La prima: la macchina della amministrazione ha costi molto elevati. In Comune lavorano più di ottocento dipendenti, impegnati in una azienda, sia pure pubblica, che non ha eguali, almeno quanto a dimensioni. In Comune a Cantù - una città che conta poco meno della metà degli abitanti del capoluogo - i dipendenti non raggiungono quota duecento.
La seconda: i servizi costano uno sproposito, e gestirli diventa sempre più una scommessa. Basti pensare a scuole, mense e asili, a cominciare dai nidi, i più costosi in assoluto. Ne parliamo da tanti anni - tutti, a partire da sindaci e assessori che, a differenza di molti politici romani privi del benché minimo senso della realtà, vivono i luoghi che li circondano esattamente come li viviamo noi, che non ricopriamo alcuna carica pubblica. Hanno figli che frequentano i nidi, provengono spesso dal settore privato, sanno cosa significhi sbarcare il lunario. In altre parole vien da pensare che “governare” - sì, governare anche una cittadina di provincia relativamente piccola come la nostra - sia una autentica impresa, roba da chiedersi perché mai uno dovrebbe dedicarcisi.
Diversamente non si capirebbe perché, dopo tanti anni di crisi, il numero dei dipendenti comunali sia sempre più o meno lo stesso, il costo dei servizi sia sempre più o meno in aumento, e che in definitiva nessuno - neppure qui, tra “politici” che ci sono vicini anche fisicamente - sia in grado di dare una mano alle famiglie. Oggi un padre che guadagni 2300 euro al mese è un uomo fortunato. Ma con due figli a carico non sarà mai in grado di garantire loro un bel niente.
Forse un corso di basket o uno di nuoto (sui 150 euro), senz’altro non entrambi. Di sicuro non lo studio di uno strumento, di sicuro non un viaggio, di sicuro non troppi libri.
Vengono prima l’Imu, il bollo dell’auto, la tassa sui rifiuti, la retta della mensa, il canone tv, l’Irpef. A fine mese non rimane mai niente. È vero: scriviamo sempre le stesse cose. Ma nessuno ascolta. Cent’anni dopo ha ancora ragione Petrolini.

--------

* _Consegna A_
Seleziona tutte le righe delle voci in cui compare la parola "grass", tenendo conto di maiuscole e minuscole.

* _Voci fornite_

--------

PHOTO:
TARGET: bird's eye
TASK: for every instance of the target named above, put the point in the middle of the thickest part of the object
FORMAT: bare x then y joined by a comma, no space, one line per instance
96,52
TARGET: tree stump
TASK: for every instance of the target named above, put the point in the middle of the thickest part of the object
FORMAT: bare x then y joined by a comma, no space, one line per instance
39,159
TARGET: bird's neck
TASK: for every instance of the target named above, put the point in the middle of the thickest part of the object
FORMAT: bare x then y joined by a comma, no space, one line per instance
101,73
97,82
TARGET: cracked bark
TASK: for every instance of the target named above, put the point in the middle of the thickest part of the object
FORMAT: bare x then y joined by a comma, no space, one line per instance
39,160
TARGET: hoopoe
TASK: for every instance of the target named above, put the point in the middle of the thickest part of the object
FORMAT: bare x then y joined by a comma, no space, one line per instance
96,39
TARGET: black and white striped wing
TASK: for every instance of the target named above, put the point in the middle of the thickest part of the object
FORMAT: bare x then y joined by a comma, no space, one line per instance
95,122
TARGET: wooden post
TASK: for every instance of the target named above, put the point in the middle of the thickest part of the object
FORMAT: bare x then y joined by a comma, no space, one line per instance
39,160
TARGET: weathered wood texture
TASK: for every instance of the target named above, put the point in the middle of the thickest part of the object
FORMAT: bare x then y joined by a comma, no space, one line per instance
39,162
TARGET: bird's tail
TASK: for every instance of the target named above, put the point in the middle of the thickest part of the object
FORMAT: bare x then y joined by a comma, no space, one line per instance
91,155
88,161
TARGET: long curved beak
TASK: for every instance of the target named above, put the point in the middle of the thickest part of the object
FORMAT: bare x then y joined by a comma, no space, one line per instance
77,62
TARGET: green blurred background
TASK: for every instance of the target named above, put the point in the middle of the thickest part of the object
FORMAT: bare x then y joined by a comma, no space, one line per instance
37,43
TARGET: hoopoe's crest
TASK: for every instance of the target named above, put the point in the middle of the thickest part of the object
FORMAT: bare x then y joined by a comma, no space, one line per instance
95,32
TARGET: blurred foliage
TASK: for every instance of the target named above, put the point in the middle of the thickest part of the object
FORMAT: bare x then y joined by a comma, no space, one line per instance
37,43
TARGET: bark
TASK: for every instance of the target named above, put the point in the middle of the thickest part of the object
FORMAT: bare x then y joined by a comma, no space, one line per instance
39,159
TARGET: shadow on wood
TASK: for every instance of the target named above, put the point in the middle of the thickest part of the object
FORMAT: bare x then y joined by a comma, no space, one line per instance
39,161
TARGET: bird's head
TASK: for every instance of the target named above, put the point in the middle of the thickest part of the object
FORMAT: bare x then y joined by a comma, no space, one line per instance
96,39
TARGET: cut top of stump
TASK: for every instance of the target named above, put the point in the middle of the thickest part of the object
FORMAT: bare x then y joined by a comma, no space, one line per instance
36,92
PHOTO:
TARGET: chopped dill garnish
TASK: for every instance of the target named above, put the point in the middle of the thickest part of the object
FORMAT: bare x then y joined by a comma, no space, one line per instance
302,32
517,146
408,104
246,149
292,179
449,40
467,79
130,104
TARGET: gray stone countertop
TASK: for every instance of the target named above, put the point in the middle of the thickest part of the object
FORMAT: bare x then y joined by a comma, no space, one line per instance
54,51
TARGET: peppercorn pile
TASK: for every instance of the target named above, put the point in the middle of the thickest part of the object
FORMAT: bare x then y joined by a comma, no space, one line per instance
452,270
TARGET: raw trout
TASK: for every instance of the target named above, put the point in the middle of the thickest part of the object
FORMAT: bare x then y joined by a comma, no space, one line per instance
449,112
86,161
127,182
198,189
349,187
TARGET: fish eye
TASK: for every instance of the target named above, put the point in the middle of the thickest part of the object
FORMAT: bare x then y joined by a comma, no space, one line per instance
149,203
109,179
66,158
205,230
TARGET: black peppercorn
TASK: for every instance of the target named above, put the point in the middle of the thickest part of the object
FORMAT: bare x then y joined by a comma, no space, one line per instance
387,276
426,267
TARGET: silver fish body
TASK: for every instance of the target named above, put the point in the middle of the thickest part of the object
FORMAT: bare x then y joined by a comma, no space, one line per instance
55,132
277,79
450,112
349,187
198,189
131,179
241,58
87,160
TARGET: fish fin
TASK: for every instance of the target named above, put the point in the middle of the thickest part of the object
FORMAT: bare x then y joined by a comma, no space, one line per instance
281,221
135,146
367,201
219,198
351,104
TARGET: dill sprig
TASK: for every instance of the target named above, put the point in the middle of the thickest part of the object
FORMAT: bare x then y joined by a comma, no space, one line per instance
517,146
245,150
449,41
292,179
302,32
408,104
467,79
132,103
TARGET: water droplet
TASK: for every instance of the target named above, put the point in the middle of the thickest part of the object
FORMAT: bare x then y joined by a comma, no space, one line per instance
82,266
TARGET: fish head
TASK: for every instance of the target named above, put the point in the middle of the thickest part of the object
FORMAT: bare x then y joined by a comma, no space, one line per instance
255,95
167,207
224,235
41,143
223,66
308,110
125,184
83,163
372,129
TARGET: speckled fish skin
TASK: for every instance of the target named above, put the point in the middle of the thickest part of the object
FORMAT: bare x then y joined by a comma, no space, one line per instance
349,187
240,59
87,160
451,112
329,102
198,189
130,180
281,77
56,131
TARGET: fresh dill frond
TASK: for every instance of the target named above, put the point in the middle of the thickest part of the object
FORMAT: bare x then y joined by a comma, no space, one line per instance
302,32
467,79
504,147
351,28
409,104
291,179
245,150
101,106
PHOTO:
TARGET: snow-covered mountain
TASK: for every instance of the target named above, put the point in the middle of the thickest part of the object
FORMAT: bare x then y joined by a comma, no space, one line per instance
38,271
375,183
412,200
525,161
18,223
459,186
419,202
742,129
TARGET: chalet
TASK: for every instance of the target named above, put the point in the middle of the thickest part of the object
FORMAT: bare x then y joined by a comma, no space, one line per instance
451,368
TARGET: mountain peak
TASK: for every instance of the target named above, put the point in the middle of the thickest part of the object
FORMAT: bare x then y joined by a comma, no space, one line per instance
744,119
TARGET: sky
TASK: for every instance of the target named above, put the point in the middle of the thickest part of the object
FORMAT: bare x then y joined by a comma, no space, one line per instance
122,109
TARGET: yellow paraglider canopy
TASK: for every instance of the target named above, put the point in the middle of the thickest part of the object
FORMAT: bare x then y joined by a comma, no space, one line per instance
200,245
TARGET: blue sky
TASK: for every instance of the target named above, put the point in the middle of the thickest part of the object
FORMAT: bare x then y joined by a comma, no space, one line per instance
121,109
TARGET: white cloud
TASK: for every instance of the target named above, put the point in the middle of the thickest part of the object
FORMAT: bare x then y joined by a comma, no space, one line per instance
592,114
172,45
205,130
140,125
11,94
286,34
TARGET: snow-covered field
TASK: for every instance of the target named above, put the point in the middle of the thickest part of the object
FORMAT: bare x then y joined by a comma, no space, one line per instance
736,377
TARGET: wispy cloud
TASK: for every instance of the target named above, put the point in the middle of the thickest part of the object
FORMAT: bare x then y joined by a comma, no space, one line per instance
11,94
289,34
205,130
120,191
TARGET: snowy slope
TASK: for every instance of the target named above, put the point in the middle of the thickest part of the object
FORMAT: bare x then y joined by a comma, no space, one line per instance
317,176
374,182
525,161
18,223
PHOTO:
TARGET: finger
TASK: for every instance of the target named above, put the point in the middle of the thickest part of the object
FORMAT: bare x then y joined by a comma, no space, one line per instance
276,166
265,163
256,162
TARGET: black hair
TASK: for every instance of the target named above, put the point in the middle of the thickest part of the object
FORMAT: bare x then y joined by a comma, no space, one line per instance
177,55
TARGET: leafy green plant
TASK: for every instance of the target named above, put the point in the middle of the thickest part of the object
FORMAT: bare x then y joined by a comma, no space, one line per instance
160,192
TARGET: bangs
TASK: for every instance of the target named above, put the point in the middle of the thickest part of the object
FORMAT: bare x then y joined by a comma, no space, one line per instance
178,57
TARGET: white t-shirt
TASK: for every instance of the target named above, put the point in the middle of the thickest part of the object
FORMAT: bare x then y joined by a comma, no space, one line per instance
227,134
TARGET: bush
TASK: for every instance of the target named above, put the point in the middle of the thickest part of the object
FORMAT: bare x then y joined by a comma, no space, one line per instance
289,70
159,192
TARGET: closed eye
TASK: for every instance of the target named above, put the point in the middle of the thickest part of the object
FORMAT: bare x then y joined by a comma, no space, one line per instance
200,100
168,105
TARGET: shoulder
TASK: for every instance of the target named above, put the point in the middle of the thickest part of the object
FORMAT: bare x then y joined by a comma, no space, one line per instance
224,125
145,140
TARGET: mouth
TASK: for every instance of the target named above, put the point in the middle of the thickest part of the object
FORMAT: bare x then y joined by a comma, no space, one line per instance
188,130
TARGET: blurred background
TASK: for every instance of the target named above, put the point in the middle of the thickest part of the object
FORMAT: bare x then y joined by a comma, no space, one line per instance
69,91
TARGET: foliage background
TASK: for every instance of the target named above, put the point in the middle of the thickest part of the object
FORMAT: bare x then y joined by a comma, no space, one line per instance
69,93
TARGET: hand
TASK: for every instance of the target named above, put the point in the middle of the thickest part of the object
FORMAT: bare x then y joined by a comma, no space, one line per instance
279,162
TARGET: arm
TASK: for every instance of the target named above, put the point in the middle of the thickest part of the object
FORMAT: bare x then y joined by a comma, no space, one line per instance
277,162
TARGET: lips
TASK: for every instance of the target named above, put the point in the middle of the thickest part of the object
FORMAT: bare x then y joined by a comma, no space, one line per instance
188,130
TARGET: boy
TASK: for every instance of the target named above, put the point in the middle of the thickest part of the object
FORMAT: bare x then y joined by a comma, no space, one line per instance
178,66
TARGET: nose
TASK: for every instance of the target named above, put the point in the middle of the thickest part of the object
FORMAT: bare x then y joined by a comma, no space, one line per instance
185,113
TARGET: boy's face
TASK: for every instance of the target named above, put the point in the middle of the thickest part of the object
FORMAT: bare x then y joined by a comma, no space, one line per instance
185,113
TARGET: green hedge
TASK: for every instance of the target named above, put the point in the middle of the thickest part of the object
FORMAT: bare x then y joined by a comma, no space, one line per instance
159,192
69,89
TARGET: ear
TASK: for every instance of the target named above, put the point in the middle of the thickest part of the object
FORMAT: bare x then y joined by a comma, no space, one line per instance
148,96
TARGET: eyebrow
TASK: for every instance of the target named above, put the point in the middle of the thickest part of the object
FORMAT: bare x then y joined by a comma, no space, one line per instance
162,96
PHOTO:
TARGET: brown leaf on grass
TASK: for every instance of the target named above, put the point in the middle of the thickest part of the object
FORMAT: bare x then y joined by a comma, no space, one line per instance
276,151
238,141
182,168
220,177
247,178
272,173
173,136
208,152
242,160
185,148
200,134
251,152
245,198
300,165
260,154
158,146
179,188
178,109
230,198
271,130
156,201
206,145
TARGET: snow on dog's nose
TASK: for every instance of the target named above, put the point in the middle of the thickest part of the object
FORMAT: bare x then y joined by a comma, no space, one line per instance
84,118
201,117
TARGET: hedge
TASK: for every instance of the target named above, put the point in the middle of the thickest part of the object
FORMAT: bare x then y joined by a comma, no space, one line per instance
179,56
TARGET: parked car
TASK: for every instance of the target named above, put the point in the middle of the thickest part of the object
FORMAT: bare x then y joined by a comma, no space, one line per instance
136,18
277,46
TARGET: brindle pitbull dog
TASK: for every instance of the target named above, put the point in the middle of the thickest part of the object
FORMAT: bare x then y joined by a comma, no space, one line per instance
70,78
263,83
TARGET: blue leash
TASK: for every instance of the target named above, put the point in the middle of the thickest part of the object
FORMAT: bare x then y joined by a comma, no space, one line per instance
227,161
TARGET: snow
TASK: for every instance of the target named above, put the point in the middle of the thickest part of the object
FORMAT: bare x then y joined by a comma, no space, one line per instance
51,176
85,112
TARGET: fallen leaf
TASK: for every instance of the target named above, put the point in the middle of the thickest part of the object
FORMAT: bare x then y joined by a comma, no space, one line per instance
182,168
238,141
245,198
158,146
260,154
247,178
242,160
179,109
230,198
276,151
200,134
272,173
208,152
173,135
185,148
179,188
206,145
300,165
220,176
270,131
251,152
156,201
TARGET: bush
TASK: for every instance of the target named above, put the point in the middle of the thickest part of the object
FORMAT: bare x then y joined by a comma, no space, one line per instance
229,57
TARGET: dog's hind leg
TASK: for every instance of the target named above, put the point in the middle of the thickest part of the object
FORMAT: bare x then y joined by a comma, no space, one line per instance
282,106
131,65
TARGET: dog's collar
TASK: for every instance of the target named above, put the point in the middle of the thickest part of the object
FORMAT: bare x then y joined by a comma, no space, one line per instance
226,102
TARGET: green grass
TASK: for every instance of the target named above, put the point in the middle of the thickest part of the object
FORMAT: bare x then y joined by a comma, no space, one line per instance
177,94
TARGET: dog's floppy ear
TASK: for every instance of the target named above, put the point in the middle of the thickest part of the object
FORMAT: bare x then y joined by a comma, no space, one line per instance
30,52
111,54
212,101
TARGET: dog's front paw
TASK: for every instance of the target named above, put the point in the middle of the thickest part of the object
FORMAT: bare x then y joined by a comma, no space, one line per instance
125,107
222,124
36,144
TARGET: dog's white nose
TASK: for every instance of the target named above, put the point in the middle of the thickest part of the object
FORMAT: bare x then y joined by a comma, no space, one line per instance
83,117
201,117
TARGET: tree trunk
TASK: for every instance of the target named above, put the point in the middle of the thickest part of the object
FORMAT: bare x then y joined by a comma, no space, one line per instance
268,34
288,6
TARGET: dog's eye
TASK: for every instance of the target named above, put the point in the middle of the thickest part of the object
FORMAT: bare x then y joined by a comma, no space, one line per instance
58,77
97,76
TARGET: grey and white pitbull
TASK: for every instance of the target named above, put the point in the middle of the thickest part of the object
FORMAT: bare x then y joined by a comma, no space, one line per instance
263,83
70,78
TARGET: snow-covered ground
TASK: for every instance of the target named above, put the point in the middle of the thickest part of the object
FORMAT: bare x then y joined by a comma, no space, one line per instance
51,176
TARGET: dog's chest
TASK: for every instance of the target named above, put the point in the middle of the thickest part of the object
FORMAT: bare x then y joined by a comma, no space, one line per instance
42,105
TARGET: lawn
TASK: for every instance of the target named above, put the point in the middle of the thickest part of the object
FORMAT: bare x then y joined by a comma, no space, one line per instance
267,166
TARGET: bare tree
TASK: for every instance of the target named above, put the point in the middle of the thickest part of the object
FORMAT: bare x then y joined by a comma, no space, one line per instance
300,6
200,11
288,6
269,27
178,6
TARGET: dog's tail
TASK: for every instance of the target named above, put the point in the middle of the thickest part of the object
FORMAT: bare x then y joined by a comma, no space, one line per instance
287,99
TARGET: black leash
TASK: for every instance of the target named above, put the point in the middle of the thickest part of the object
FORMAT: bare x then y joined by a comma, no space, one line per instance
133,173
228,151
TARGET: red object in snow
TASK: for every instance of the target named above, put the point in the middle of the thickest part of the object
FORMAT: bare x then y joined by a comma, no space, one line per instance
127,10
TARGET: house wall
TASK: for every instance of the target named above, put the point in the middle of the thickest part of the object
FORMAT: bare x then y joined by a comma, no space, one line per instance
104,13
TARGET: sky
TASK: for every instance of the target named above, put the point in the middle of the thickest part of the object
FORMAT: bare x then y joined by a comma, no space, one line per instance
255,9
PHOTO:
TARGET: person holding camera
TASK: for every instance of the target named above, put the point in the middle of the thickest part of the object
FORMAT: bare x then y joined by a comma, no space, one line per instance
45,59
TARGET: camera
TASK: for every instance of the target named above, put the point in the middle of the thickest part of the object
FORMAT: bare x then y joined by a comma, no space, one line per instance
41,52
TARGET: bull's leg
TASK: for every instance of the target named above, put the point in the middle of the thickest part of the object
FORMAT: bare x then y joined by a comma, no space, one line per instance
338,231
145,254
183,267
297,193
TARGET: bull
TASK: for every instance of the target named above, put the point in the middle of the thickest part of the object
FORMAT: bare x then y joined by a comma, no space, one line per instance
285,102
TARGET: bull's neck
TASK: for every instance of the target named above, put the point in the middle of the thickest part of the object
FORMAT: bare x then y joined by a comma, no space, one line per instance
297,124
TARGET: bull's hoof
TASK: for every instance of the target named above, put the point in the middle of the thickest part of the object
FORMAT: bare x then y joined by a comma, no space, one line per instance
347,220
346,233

--------

* _Consegna B_
Nell'articolo sui costi del Comune, con quale stipendio mensile un padre viene definito un uomo fortunato?

* _Risposta scritta A_
TARGET: brown leaf on grass
TARGET: green grass

* _Risposta scritta B_
Con 2300 euro al mese.